» **Your tasks**
**1.** In the news report on university laboratory funding, what annual shortfall for research infrastructure does the vice chancellors' submission to the Dearing inquiry identify?
**2.** Write the next part of the news report on university laboratory funding, starting after its last sentence.
Reading passage: Begin
Pounds 30m lab cash after v-cs' plea

April 18, 1997

TOP SCIENCE institutions are to benefit from an extra Pounds 30 million a year to modernise laboratories and boost research in biomedical sciences and chemistry, the Higher Education Funding Council for England has announced.

Speaking at HEFCE's annual conference at Warwick last week, chief executive Brian Fender said that the funding council will judge bids for laboratory money on the quality of research carried out and any contribution to collaborative projects. Consultation will begin in the next few weeks.

The extra money will be welcomed by vice chancellors who have just submitted a report to the Dearing inquiry on higher education arguing that there is a shortfall of Pounds 530 million a year for research infrastructure. The Committee of Vice Chancellors and Principals' submission says universities will have to reduce the amount of research they undertake unless more money can be found for infrastructure.

The Pounds 530 million covers salaries and indirect costs associated with use of libraries, computers and administration and excludes a shortfall of Pounds 474 million for research equipment identified by a CVCP report last year.

Kenneth Edwards, chairman of the CVCP research and technology transfer committee that drew up the report, says: "My own view is that we are supporting too great a volume of research and it is affecting our ability to cater for future research."

The CVCP says universities have been delivering the volume of research funded by industry, research councils and charities by cutting spending on equipment and laboratories. One impact of this is that part of the research money from funding councils meant for speculative research work, estimated by the CVCP to be about Pounds 75 million, is being used to support projects funded by other sources.
Reading passage: End
Provided records: Begin
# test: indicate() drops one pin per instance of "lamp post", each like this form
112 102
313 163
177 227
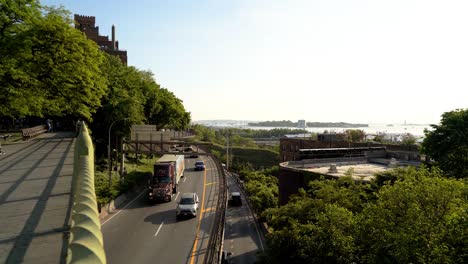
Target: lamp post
109 152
Provided records: End
» **Results in order**
**1.** Pounds 530 million a year

**2.**
The report concludes there is insufficient money on the funding council side of the dual support system to cover the volume of research sponsored from external sources, mainly the research councils and charities. Institutions are also accepting more grants than can be supported by their infrastructure funding.

Greater transparency will also be needed in the use of research funds by universities "so that funding bodies have a clear understanding of the purposes for which their own and others' support is provided", the report says.

Medical research charities have been under pressure in recent years to increase their indirect support for research projects. Professor Fender suggested to university heads at HEFCE's conference that greater transparency in their infrastructure spending could help to convince charities of the need to increase their indirect contribution.

He also suggested that a compromise might be reached with the research charities whereby they agree to pay "support costs" for research they sponsor rather than "overheads".